What you have to do —
I need every line of the material below that includes the string "drop".

┏━━

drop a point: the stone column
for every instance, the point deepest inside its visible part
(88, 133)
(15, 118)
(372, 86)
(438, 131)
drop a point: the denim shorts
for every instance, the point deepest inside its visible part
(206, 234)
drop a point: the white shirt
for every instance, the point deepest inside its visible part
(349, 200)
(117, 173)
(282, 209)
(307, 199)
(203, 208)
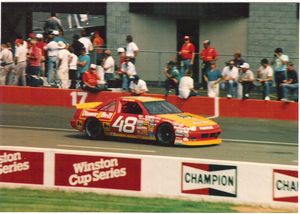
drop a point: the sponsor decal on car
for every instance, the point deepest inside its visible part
(98, 172)
(21, 167)
(209, 179)
(285, 185)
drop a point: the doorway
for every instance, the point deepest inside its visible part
(190, 27)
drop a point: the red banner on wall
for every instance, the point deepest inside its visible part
(98, 172)
(21, 167)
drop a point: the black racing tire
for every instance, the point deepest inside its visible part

┗━━

Answer area —
drop a point: the stone column
drop a point: the denim shorts
drop a point: the white shirt
drop a point: the sponsor decal on car
drop a point: the doorway
drop a point: the red banner on wall
drop a point: the black racing tire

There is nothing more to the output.